List every full date (day, month, and year) in the History section of the USS Sappho passage below, together with the event it marks.

**Passage**

━━━━━━━━━━━━━━━━━━━━━━━━━━━━━━

General characteristics
- Class & type: Artemis-class attack cargo ship
- Type: S4–SE2–BE1
- Displacement: 4,087 long tons (4,153 t) light; 7,080 long tons (7,194 t) full;
- Length: 426 ft (130 m)
- Beam: 58 ft (18 m)
- Draft: 16 ft (4.9 m)
- Speed: 16.9 knots (31.3 km/h; 19.4 mph)
- Complement: 303 officers and enlisted
- Armament: 1 × 5"/38 caliber gun mount; 4 × twin 40 mm gun mounts; 10 × 20 mm gun mounts;

= USS Sappho (AKA-38) =

Cargo ship of the United States Navy

USS Sappho (AKA-38) was an in service with the United States Navy from 1945 to 1946. She was scrapped in 1965.

==History==
Sappho (AKA-38) was named for the minor planet 80 Sappho, which in turn was named for the Greek poet Sappho. She was laid down on 12 December 1944 under Maritime Commission contract (MC hull 1899) by the Walsh-Kaiser Co., Inc., Providence, R.I.; launched on 3 March 1945; sponsored by Mrs. J. G. Stone; and commissioned on 24 April 1945.

━━━━━━━━━━━━━━━━━━━━━━━━━━━━━━

**Provided material**
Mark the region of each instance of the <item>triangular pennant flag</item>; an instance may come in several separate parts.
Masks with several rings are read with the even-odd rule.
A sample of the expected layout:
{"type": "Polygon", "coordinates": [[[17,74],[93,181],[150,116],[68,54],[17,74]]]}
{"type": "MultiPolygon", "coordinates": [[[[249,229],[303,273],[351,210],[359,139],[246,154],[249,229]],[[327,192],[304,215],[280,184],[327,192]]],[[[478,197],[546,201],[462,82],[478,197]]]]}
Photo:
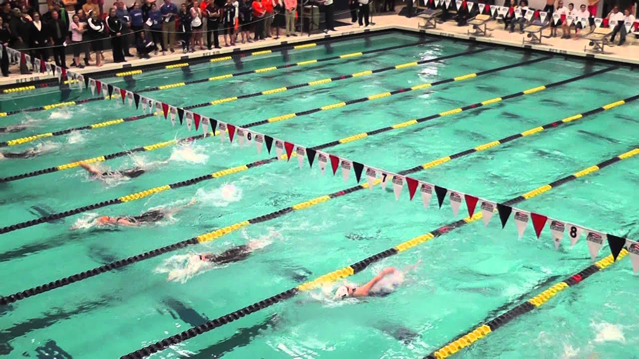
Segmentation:
{"type": "Polygon", "coordinates": [[[526,227],[528,226],[528,221],[530,218],[530,213],[522,211],[521,210],[515,210],[515,214],[512,216],[512,218],[515,220],[515,225],[517,226],[517,233],[521,238],[523,236],[523,233],[526,231],[526,227]]]}
{"type": "Polygon", "coordinates": [[[328,164],[328,156],[325,153],[320,152],[318,155],[318,162],[320,164],[320,171],[324,174],[326,171],[326,165],[328,164]]]}
{"type": "MultiPolygon", "coordinates": [[[[390,174],[389,174],[390,176],[390,174]]],[[[393,175],[393,192],[395,192],[395,199],[399,200],[399,195],[404,188],[404,178],[401,176],[393,175]]]]}
{"type": "Polygon", "coordinates": [[[475,208],[477,207],[479,199],[470,194],[465,194],[464,199],[466,200],[466,206],[468,208],[468,217],[472,217],[475,214],[475,208]]]}
{"type": "Polygon", "coordinates": [[[298,146],[295,148],[295,155],[297,156],[297,165],[302,168],[302,165],[304,163],[304,156],[306,155],[306,151],[304,151],[304,148],[301,146],[298,146]]]}
{"type": "Polygon", "coordinates": [[[408,187],[408,195],[411,201],[413,201],[413,197],[415,197],[415,192],[417,191],[417,184],[418,181],[414,178],[411,178],[410,177],[406,178],[406,184],[408,187]]]}
{"type": "Polygon", "coordinates": [[[501,203],[497,204],[497,211],[499,212],[499,219],[502,220],[502,229],[506,226],[508,218],[511,218],[512,208],[501,203]]]}
{"type": "Polygon", "coordinates": [[[342,160],[342,177],[344,178],[344,181],[347,182],[348,181],[348,176],[351,174],[351,169],[353,167],[353,165],[351,162],[348,160],[342,160]]]}
{"type": "Polygon", "coordinates": [[[537,234],[537,239],[539,239],[539,236],[541,235],[541,230],[546,225],[546,222],[548,220],[548,217],[537,213],[531,213],[530,218],[532,219],[532,227],[535,229],[535,234],[537,234]]]}
{"type": "Polygon", "coordinates": [[[377,171],[375,169],[366,167],[366,181],[368,183],[368,189],[373,190],[373,186],[375,184],[375,179],[377,178],[377,171]]]}
{"type": "Polygon", "coordinates": [[[484,218],[484,225],[488,225],[490,218],[493,218],[493,214],[495,213],[495,203],[483,199],[479,204],[479,210],[481,211],[482,218],[484,218]]]}
{"type": "Polygon", "coordinates": [[[431,202],[433,197],[433,186],[428,183],[422,183],[419,187],[419,192],[422,194],[422,202],[424,202],[424,209],[428,208],[428,204],[431,202]]]}
{"type": "Polygon", "coordinates": [[[590,252],[590,257],[593,261],[597,257],[599,250],[601,248],[603,241],[606,240],[605,237],[605,233],[588,231],[588,234],[586,234],[586,243],[588,243],[588,250],[590,252]]]}
{"type": "Polygon", "coordinates": [[[627,248],[630,262],[633,264],[633,270],[636,273],[639,271],[639,243],[628,240],[627,248]]]}
{"type": "Polygon", "coordinates": [[[271,147],[273,146],[273,137],[270,136],[264,136],[264,142],[266,144],[266,150],[271,153],[271,147]]]}
{"type": "Polygon", "coordinates": [[[291,160],[291,156],[293,155],[293,148],[295,146],[289,142],[284,142],[284,149],[286,151],[286,162],[291,160]]]}
{"type": "Polygon", "coordinates": [[[353,162],[353,169],[355,171],[355,180],[359,183],[360,180],[362,179],[362,172],[364,172],[364,165],[359,162],[353,162]]]}
{"type": "Polygon", "coordinates": [[[333,176],[335,176],[335,172],[337,171],[337,166],[339,165],[339,157],[328,155],[328,158],[330,158],[330,167],[333,169],[333,176]]]}
{"type": "Polygon", "coordinates": [[[447,193],[448,190],[446,188],[435,185],[435,194],[437,195],[437,202],[439,204],[440,208],[442,208],[442,204],[443,204],[443,199],[446,198],[446,194],[447,193]]]}
{"type": "Polygon", "coordinates": [[[626,238],[618,237],[614,234],[608,234],[608,247],[610,248],[610,253],[612,254],[612,259],[617,261],[617,257],[621,252],[621,250],[626,245],[626,238]]]}
{"type": "Polygon", "coordinates": [[[181,126],[184,124],[184,109],[176,107],[176,111],[178,112],[178,118],[180,119],[180,125],[181,126]]]}
{"type": "Polygon", "coordinates": [[[561,240],[564,238],[564,229],[566,228],[566,224],[563,222],[553,219],[550,220],[549,227],[550,227],[550,234],[553,237],[553,241],[555,242],[555,248],[558,249],[561,240]]]}
{"type": "Polygon", "coordinates": [[[459,207],[461,206],[461,196],[463,195],[459,192],[450,191],[450,195],[448,196],[450,202],[450,207],[452,208],[452,215],[457,218],[457,215],[459,213],[459,207]]]}
{"type": "Polygon", "coordinates": [[[284,142],[279,140],[275,140],[275,155],[279,160],[282,159],[282,154],[284,153],[284,142]]]}
{"type": "Polygon", "coordinates": [[[579,240],[579,237],[581,236],[583,229],[578,225],[567,223],[566,224],[566,226],[568,228],[568,237],[570,238],[570,245],[574,245],[574,243],[577,243],[577,241],[579,240]]]}
{"type": "Polygon", "coordinates": [[[313,168],[313,161],[315,160],[315,153],[317,151],[312,148],[306,149],[306,158],[309,159],[309,167],[313,168]]]}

━━━━━━━━━━━━━━━━━━━━━━━━━━━━━━

**Written solution**
- 12 December 1944: laid down
- 3 March 1945: launched
- 24 April 1945: commissioned